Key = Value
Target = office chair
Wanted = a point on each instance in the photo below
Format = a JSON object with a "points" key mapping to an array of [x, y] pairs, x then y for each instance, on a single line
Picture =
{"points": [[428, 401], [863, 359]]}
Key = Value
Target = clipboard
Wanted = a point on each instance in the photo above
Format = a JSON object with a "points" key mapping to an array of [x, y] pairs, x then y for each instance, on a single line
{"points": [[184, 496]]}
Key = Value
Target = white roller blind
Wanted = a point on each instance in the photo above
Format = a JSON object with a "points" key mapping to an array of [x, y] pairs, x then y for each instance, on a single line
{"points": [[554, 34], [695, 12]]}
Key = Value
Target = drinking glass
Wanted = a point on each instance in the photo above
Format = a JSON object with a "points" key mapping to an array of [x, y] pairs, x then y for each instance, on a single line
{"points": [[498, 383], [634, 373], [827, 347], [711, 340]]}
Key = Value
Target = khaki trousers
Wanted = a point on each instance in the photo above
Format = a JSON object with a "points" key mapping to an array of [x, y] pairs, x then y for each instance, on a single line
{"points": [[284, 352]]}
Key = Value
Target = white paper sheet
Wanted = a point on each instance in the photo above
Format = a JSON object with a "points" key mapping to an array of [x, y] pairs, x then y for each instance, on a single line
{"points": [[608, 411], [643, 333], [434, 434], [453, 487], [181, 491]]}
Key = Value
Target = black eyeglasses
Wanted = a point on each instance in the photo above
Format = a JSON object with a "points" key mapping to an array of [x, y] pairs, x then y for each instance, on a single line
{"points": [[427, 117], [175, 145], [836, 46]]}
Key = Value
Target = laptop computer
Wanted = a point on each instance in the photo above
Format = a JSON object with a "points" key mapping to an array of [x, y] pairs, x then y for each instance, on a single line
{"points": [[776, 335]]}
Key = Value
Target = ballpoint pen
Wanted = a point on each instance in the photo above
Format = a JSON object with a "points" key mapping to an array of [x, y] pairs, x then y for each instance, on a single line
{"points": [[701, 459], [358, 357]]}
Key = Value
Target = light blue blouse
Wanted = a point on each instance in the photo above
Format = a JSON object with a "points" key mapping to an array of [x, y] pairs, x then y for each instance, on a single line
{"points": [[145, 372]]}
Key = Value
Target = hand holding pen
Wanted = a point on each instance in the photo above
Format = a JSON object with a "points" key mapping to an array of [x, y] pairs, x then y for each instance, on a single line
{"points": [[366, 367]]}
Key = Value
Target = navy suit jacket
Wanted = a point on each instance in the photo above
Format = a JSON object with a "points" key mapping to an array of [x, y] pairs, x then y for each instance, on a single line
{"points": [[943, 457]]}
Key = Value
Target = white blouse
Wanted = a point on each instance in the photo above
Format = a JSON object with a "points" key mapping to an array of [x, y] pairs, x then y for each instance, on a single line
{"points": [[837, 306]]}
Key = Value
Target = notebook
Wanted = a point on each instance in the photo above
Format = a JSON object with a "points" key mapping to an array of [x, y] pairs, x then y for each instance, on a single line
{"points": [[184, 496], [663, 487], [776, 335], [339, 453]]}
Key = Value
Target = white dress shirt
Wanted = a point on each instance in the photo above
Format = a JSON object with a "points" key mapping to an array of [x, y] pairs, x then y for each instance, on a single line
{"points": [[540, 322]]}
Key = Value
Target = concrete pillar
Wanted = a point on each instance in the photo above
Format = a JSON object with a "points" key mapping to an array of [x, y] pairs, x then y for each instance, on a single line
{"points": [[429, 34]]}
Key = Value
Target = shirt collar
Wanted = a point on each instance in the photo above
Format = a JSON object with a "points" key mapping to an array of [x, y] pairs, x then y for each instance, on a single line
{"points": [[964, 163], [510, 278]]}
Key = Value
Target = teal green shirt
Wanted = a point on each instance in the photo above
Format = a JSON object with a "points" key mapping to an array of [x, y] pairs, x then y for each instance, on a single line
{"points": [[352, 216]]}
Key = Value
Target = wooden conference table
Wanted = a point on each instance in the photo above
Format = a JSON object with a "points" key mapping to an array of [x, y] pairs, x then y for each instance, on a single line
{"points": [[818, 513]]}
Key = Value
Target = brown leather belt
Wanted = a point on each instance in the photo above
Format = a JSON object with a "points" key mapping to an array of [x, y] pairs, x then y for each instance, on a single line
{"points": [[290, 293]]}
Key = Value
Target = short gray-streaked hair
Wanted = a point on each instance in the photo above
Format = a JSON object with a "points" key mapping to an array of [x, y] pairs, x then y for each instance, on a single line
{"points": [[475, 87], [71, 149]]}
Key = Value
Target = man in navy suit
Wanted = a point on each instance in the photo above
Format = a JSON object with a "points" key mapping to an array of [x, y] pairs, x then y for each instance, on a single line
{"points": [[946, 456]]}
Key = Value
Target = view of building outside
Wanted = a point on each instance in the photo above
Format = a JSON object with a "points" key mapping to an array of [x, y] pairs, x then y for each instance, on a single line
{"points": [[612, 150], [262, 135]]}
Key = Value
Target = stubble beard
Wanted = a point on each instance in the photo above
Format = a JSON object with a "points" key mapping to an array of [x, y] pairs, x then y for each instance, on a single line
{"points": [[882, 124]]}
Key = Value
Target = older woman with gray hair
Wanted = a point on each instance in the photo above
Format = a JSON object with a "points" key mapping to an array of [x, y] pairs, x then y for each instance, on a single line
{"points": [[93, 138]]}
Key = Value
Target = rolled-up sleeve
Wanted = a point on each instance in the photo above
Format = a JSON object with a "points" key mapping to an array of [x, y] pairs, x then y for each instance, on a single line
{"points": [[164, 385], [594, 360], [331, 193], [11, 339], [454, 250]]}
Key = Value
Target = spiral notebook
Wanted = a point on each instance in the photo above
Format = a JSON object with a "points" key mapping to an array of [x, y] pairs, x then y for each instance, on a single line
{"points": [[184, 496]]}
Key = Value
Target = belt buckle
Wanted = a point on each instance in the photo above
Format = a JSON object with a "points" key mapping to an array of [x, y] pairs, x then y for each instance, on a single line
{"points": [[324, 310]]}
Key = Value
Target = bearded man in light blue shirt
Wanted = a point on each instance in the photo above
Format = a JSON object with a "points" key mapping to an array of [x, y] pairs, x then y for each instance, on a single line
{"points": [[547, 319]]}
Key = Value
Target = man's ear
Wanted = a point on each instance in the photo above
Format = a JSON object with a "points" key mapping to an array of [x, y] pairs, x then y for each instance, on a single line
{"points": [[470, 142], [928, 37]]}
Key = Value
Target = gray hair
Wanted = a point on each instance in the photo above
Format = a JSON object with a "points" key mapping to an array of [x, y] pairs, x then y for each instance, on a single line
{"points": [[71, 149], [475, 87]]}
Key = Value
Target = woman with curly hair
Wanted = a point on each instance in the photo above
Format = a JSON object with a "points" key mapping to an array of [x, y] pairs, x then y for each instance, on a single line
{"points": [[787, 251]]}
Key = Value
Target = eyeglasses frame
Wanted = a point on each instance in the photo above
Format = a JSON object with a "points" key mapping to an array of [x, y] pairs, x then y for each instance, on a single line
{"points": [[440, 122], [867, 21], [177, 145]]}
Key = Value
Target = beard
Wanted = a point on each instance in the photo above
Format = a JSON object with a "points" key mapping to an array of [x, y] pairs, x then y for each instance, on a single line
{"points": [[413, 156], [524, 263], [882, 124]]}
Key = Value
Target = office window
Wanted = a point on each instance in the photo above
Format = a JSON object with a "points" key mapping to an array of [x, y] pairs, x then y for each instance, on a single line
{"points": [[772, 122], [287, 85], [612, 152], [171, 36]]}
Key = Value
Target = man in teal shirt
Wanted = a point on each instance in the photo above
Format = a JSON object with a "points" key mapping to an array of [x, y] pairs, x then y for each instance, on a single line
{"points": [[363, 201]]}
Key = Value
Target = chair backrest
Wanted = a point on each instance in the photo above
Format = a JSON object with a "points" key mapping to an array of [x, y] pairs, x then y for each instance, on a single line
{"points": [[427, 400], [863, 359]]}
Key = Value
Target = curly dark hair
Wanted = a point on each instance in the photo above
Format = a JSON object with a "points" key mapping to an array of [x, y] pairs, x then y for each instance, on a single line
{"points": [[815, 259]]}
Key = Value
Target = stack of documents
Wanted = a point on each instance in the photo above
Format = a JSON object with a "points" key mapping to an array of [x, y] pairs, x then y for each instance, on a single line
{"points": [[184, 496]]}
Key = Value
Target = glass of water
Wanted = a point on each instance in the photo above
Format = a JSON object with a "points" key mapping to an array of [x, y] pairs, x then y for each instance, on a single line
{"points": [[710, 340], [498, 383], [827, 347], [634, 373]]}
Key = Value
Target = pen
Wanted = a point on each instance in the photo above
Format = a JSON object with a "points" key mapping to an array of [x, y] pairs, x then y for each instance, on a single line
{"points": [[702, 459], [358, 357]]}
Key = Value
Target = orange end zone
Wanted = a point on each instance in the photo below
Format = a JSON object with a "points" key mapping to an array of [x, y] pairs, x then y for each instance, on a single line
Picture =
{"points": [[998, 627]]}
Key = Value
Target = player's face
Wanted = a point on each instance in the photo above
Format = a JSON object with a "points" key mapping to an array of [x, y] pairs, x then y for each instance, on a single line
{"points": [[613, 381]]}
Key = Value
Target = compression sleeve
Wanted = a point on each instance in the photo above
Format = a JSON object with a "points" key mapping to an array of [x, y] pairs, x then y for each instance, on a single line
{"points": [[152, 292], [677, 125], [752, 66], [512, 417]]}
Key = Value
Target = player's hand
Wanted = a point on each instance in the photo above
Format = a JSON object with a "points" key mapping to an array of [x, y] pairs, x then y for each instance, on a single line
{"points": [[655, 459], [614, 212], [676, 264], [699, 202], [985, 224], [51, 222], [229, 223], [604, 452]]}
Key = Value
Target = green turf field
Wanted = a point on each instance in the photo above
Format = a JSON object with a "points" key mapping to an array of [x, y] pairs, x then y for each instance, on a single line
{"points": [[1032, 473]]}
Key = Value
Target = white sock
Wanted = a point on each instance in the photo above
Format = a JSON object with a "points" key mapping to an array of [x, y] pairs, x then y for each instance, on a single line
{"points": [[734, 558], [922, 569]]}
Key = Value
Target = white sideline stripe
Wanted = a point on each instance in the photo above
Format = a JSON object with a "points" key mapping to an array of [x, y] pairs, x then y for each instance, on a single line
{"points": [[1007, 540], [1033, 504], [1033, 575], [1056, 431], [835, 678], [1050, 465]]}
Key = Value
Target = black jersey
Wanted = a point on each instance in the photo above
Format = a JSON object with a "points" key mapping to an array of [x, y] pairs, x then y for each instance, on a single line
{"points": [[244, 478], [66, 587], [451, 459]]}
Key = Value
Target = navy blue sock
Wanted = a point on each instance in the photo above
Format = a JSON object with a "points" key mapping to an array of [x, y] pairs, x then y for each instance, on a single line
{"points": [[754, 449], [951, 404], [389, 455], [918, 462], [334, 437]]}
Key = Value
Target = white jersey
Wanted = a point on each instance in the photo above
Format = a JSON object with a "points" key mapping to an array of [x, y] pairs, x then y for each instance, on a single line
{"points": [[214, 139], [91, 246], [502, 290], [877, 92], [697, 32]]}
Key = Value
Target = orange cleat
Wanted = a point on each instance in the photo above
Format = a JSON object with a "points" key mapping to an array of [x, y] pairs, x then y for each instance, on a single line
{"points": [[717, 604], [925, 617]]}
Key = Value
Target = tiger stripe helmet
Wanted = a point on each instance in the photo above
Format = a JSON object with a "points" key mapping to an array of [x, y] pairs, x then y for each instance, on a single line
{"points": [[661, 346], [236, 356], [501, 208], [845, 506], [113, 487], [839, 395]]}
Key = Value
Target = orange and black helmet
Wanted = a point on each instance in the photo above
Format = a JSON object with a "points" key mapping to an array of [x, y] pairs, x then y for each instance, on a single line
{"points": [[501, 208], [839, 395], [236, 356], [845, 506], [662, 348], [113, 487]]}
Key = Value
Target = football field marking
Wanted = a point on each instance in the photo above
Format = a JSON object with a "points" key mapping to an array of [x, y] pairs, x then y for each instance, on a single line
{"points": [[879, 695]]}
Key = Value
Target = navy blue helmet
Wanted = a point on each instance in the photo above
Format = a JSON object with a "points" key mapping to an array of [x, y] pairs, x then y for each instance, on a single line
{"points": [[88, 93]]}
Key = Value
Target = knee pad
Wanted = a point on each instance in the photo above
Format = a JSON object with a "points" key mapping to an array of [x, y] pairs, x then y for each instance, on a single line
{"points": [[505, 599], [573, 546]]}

_ _ _ _

Что нужно сделать → Пожалуйста, выберите в записях выше все строки, где встречается слово «eyeglasses», и перепишите их.

Решение задания →
Target = black eyeglasses
Target = eyeglasses frame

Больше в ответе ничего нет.